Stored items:
<<<<

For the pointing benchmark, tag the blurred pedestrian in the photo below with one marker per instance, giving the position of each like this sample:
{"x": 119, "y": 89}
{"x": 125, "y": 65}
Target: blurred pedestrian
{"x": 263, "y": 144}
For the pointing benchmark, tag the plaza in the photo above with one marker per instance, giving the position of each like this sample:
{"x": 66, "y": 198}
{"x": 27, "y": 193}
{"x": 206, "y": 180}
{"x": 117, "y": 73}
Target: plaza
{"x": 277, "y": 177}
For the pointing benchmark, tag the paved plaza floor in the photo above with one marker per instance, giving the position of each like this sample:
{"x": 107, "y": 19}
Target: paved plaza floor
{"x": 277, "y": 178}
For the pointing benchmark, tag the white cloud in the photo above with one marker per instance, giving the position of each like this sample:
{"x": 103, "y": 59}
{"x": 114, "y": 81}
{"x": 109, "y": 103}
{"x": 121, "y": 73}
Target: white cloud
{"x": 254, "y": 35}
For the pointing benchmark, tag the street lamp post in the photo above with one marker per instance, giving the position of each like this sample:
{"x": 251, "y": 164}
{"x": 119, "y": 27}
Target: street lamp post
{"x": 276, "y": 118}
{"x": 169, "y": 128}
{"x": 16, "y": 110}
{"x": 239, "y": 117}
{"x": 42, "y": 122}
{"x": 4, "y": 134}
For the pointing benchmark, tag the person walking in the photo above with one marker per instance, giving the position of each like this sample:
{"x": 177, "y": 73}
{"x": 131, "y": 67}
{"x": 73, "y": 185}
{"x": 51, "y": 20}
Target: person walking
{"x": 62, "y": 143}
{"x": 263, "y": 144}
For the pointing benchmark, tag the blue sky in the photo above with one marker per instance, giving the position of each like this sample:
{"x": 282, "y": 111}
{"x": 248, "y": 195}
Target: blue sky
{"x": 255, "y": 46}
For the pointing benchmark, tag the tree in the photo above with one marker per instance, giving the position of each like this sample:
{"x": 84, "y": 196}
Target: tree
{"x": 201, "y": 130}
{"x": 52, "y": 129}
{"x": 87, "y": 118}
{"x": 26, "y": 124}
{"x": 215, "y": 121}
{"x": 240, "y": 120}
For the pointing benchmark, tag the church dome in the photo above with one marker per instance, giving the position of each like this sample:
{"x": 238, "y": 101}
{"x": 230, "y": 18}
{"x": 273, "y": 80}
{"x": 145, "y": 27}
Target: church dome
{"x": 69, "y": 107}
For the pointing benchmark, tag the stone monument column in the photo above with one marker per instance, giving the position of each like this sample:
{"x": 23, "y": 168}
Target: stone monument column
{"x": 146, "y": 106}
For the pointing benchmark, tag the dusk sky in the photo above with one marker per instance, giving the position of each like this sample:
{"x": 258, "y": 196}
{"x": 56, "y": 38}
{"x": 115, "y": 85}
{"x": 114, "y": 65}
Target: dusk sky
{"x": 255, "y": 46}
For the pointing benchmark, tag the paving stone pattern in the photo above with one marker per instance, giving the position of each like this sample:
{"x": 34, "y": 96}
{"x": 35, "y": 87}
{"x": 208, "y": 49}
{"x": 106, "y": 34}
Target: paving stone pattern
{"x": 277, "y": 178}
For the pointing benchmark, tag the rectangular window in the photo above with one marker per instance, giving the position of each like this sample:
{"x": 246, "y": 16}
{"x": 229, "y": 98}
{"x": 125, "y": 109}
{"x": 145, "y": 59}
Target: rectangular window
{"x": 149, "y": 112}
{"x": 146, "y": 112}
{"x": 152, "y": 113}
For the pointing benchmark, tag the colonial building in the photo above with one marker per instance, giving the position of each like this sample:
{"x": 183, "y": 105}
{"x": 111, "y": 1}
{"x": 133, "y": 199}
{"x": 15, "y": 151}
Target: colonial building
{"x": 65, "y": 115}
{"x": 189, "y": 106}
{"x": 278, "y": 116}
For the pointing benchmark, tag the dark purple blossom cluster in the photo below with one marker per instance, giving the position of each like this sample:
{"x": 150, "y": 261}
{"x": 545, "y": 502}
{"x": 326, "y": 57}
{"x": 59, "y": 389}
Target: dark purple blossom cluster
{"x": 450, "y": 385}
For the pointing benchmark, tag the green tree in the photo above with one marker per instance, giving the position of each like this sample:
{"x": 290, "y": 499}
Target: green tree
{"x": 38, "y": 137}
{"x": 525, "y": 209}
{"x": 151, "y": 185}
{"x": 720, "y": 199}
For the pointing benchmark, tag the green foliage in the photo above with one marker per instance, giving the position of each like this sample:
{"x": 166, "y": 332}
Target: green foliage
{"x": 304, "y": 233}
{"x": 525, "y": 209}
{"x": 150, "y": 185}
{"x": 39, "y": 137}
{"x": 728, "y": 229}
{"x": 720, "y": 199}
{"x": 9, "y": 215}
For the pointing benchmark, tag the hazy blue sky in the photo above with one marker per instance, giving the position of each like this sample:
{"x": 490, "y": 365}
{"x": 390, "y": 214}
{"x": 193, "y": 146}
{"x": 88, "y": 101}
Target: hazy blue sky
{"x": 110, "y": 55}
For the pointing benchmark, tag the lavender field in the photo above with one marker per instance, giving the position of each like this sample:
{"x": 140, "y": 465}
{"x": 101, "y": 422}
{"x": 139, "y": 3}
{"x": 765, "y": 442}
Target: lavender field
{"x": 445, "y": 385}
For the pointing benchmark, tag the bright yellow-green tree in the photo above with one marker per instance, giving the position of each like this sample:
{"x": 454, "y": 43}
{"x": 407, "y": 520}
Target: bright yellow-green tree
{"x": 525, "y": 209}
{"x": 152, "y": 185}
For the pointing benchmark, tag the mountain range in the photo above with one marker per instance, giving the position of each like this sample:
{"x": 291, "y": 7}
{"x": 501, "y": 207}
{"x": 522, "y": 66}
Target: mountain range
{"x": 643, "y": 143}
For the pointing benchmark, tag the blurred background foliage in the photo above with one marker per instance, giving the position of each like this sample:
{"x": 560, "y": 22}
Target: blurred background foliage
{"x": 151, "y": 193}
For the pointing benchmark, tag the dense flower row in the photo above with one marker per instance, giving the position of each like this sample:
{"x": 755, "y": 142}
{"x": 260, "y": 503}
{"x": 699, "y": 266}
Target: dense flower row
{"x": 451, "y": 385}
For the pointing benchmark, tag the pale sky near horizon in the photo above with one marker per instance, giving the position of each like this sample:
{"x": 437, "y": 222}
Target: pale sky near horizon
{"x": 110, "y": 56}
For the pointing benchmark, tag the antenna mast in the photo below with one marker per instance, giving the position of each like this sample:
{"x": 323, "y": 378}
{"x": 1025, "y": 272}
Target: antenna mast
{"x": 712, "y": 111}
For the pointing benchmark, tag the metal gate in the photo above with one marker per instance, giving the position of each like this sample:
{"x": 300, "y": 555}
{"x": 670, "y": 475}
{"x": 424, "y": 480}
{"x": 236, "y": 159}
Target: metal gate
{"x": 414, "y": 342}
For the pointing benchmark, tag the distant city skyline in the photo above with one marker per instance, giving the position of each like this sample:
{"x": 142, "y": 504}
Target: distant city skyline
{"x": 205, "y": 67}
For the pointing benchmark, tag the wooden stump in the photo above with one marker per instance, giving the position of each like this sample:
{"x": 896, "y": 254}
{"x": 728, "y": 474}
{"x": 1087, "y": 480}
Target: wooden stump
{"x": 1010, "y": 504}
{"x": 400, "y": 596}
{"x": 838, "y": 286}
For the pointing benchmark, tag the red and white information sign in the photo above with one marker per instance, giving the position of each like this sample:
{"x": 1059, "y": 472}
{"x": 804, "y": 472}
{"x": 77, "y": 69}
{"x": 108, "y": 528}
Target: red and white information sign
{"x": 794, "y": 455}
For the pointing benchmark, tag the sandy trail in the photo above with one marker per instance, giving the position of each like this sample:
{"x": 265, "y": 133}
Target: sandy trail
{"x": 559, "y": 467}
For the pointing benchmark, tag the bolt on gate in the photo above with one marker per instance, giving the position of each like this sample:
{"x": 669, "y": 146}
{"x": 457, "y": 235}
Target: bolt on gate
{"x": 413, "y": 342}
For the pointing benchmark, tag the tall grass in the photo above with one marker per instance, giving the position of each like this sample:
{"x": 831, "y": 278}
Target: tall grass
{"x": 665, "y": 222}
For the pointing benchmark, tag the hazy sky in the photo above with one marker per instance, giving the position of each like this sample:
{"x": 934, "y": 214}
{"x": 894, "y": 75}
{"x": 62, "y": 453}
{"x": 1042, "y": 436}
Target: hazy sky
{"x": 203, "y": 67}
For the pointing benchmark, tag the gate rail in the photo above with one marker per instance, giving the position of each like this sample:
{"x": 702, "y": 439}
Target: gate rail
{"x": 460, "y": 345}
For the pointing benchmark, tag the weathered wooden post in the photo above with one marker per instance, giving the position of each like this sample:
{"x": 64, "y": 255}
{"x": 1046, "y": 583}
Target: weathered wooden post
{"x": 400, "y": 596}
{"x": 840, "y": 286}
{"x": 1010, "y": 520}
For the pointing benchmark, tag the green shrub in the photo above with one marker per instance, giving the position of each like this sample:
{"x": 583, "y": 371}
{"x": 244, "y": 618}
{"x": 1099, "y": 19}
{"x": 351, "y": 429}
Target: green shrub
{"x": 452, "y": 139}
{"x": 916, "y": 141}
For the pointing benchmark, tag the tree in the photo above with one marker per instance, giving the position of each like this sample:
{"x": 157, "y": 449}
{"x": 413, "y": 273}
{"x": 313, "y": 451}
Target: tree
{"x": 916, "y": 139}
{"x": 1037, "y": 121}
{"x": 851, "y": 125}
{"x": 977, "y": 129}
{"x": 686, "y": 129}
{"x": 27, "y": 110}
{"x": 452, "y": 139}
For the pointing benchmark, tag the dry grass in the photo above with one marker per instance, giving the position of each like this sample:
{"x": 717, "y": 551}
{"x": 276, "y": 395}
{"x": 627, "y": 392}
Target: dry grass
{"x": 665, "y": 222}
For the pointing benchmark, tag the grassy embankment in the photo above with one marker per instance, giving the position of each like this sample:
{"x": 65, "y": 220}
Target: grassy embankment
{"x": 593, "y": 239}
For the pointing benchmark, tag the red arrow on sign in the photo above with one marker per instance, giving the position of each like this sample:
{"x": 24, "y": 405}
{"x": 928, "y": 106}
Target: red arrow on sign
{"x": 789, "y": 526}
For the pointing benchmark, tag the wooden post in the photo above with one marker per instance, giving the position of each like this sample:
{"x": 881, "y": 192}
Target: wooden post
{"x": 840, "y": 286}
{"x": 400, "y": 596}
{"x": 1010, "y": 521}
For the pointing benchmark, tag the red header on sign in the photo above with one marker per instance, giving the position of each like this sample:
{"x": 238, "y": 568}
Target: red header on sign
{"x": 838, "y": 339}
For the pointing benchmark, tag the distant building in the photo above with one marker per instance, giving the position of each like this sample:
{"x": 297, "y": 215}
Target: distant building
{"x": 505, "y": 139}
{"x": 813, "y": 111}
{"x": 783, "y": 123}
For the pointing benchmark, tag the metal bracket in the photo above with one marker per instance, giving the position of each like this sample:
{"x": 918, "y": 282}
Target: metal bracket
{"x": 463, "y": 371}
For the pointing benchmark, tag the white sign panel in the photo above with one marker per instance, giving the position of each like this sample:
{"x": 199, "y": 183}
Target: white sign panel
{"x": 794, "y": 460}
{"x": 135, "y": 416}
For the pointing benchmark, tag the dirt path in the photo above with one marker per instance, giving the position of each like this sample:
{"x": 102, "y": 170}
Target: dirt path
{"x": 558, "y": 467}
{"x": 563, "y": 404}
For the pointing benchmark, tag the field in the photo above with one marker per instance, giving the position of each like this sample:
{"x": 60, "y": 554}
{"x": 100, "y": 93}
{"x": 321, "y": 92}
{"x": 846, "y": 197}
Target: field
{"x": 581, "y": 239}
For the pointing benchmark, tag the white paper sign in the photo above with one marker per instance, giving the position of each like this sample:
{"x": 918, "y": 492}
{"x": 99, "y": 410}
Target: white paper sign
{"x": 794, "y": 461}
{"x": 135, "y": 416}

>>>>

**REQUIRED TASK:**
Reproduce word for word everything in the rows above from the line containing "For the pointing benchmark, tag the field" down to the last row, including both of those lines.

**THE RESULT:**
For the pointing benchmark, tag the field in the photo above with one marker per instance, giving the position of each like this sample:
{"x": 60, "y": 554}
{"x": 100, "y": 93}
{"x": 321, "y": 92}
{"x": 846, "y": 197}
Target: field
{"x": 581, "y": 239}
For the pointing benchmark, tag the white paper sign in the photo above with one marker per instance, giving the position of each like this sample:
{"x": 918, "y": 492}
{"x": 99, "y": 410}
Target: white paper sign
{"x": 794, "y": 461}
{"x": 135, "y": 416}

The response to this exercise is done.